Programming Languages

Java Spring Boot Python Go Scala C# / .NET Bash

Cloud & Infrastructure

AWS Google Cloud Terraform Kubernetes Docker CloudFormation

Data & Streaming

Apache Kafka Apache NiFi Apache Flink Apache Spark HDFS Apache Hive

Search & NLP

OpenSearch Elasticsearch Apache Solr Apache OpenNLP ONNX Learning to Rank

Community & Open Source

Apache OpenNLP | PMC Chair

I serve as PMC Chair of Apache OpenNLP and as an Apache Software Foundation Member. I’ve contributed to the project for over 15 years, shaping release cadence, mentoring committers, and stewarding one of the most widely used NLP frameworks in the Java ecosystem.

OpenSearch | UBI Maintainer

I maintain the OpenSearch UBI (User Behavior Insights) project, which enables search relevance teams to capture and analyze implicit user feedback for learning-to-rank and A/B testing. I’m an OpenSearch member and active contributor to the project.

Open Source Software

I founded Phileas, an open-source text processing library available in Java, Python, and Go, adopted in commercial products including Graylog. I contribute to a broad range of NLP, search, and data infrastructure projects.

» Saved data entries

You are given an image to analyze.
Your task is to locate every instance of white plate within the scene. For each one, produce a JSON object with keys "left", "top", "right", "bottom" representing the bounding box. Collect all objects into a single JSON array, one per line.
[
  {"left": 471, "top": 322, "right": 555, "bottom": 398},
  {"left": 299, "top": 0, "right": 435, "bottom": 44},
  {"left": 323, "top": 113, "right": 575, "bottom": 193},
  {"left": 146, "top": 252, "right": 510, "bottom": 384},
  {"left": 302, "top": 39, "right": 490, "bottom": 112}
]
...
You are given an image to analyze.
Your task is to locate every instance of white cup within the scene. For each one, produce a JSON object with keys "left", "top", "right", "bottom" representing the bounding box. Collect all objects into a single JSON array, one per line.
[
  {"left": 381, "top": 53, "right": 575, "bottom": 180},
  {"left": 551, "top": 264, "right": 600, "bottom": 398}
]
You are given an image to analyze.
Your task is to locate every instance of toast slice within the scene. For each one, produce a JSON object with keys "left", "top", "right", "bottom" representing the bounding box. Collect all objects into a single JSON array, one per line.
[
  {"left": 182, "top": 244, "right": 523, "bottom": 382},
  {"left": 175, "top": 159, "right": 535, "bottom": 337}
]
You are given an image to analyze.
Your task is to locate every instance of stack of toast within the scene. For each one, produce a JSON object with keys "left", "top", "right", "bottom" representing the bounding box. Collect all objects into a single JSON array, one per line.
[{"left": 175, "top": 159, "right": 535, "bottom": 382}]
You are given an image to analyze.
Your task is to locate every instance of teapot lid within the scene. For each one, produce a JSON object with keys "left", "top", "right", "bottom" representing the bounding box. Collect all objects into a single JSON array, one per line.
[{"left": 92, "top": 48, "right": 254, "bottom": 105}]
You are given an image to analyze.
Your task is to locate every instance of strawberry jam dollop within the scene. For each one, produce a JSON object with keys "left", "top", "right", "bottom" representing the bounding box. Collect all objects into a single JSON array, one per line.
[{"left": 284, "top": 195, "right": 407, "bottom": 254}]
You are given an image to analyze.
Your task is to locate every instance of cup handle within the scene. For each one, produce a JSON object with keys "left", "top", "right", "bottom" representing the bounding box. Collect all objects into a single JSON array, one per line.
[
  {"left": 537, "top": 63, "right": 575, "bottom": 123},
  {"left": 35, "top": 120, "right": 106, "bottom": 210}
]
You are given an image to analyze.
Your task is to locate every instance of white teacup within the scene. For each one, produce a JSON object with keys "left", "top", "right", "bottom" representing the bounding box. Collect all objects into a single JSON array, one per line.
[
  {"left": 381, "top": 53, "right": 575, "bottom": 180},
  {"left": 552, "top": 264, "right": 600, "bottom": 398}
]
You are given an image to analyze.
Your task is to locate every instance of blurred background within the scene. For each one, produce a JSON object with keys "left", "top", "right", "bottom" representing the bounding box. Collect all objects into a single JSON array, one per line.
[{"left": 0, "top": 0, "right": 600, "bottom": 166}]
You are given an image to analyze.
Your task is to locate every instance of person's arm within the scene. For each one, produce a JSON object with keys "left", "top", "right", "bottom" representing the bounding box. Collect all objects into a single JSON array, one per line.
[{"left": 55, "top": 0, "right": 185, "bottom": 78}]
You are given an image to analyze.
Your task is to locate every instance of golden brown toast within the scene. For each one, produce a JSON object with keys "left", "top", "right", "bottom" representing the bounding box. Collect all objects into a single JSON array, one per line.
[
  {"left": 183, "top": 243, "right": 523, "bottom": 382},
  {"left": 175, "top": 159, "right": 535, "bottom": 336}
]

» TASK SET
A. Based on the profile text, does each statement agree with it? (i) The writer has contributed to Apache OpenNLP for over 15 years. (ii) Phileas is available in Java, Python, and Go. (iii) The writer founded the OpenSearch UBI project. Answer yes or no for each, quoting the deciding words.
B. Output the part of the profile text that opens with the words containing "I founded Phileas, an" and closes with "data infrastructure projects.".
C. According to the profile text, which commercial product has adopted Phileas?

» ANSWERS BELOW
A.
(i) Yes: "I’ve contributed to the project for over 15 years"
(ii) Yes: "an open-source text processing library available in Java, Python, and Go"
(iii) No: "I maintain the OpenSearch UBI (User Behavior Insights) project"

B.
I founded Phileas, an open-source text processing library available in Java, Python, and Go, adopted in commercial products including Graylog. I contribute to a broad range of NLP, search, and data infrastructure projects.

C. Graylog